#### [What you have to do]
Look through the material and copy each line holding "twin".

#### [Supplied data]
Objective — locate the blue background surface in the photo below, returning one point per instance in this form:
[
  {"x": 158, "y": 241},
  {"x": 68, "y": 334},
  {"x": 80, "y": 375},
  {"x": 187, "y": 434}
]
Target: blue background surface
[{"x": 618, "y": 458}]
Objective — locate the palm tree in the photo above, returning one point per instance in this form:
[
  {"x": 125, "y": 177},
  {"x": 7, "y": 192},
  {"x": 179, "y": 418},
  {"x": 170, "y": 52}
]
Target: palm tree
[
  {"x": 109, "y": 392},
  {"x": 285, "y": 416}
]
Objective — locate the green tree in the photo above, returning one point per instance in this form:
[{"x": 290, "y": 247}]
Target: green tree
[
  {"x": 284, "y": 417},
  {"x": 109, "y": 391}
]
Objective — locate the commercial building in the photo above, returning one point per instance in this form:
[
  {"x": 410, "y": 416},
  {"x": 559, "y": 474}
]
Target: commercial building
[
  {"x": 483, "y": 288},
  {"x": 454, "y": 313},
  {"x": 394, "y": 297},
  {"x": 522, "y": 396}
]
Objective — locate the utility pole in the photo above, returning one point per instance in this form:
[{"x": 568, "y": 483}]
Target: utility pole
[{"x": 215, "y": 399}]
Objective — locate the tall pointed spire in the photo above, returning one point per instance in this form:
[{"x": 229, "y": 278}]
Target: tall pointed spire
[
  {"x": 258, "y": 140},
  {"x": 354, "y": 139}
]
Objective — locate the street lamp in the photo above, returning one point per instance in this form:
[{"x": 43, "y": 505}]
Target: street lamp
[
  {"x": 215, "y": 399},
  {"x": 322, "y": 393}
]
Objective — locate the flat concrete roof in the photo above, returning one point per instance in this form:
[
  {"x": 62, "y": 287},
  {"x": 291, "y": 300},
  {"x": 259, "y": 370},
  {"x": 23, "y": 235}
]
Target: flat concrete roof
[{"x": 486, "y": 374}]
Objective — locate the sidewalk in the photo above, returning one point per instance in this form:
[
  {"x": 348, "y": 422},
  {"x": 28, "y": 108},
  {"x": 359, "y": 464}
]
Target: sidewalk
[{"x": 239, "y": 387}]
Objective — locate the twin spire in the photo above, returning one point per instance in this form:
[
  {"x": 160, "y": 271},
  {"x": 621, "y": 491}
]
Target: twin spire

#### [Answer to this problem]
Objective — locate the twin spire in the photo above, returning one point per instance in this form:
Target: twin spire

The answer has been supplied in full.